Here are some records; quote them exactly, leaving out the pictures.
BEGIN Material for the task
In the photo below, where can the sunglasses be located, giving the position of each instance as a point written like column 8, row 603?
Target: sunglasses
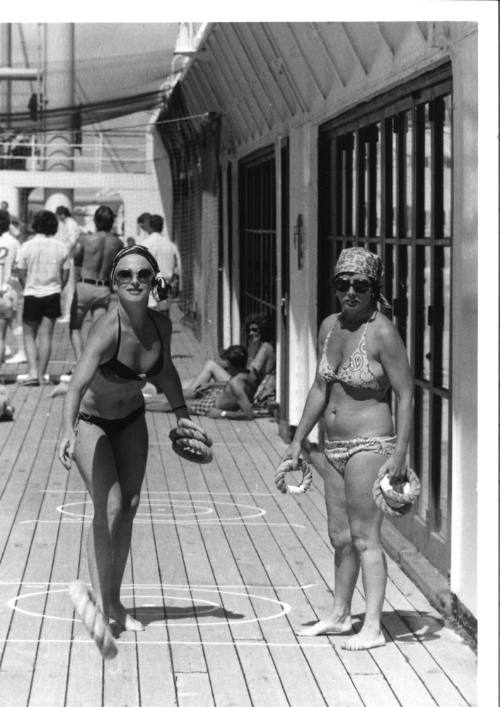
column 125, row 276
column 343, row 284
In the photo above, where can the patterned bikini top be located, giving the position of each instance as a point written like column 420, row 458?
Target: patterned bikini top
column 356, row 372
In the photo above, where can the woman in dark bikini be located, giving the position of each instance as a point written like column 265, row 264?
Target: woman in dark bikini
column 104, row 427
column 361, row 356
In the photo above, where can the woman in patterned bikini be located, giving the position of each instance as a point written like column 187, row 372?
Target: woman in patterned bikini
column 104, row 429
column 361, row 357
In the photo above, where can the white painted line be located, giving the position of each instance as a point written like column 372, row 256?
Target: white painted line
column 176, row 493
column 44, row 585
column 186, row 595
column 206, row 522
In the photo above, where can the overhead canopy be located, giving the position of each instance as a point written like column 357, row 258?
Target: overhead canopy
column 119, row 69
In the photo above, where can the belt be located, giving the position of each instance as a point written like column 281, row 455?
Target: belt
column 100, row 283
END Material for the task
Final answer.
In the photo below, where can the sunglasses be located, giving the position of each instance as a point written like column 8, row 603?
Target: sunglasses
column 125, row 276
column 343, row 284
In the photo above, where can the patterned bikini top be located, giving the position of each instance as a point written like column 420, row 458?
Target: patterned bikini top
column 356, row 372
In the photo above, where can the woman in dark bikini be located, giving the position of each instance as a point written like column 265, row 264?
Target: woman in dark bikini
column 104, row 427
column 361, row 356
In the photo above, where can the woman in patterned bikini be located, giving the position of each instance as a point written like column 187, row 372?
Target: woman in patterned bikini
column 104, row 429
column 361, row 357
In the photo above, where can the white painted line be located, giving the position of each instance as a point written like column 372, row 256?
Target: white painted line
column 176, row 493
column 44, row 585
column 186, row 595
column 206, row 522
In the photo above, where can the overhead canopy be located, giving the position of each instance as a point written like column 357, row 258?
Target: overhead canopy
column 119, row 69
In the photo above, where can the belt be located, giving the position of each instance as a point written like column 281, row 455?
Target: belt
column 100, row 283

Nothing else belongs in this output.